··· PROVIDED MATERIAL
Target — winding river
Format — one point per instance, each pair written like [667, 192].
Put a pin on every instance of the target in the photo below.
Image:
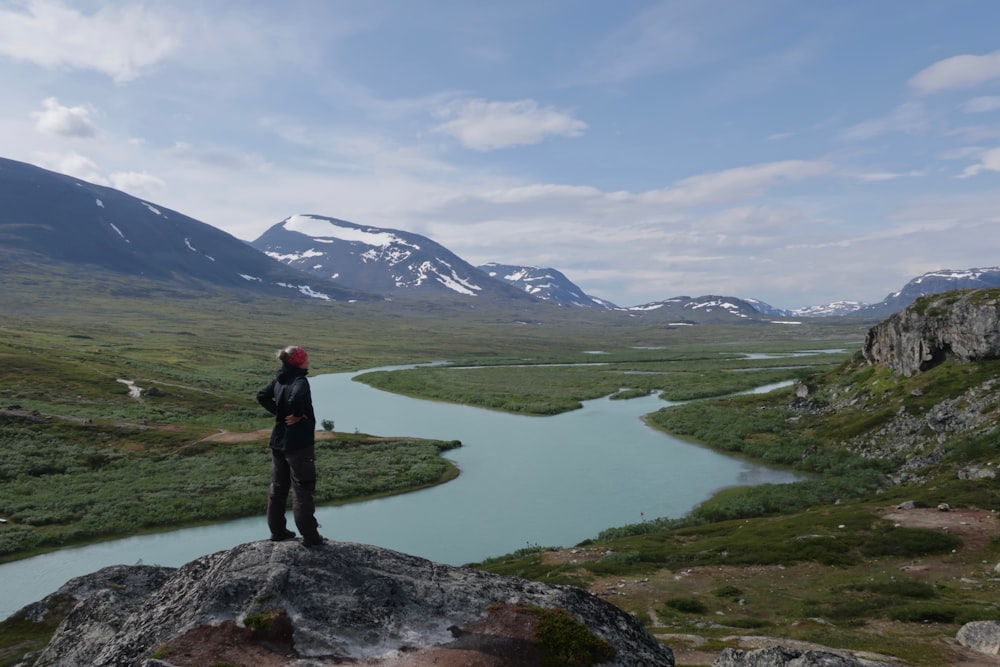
[524, 481]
······
TO DO —
Copy all of the entries verbatim, leaving out any pictures they contain.

FINISHED TASK —
Target — winding river
Format — one point per instance, each pair written like [667, 192].
Put a pin on every instance of the target in the photo below.
Image:
[524, 481]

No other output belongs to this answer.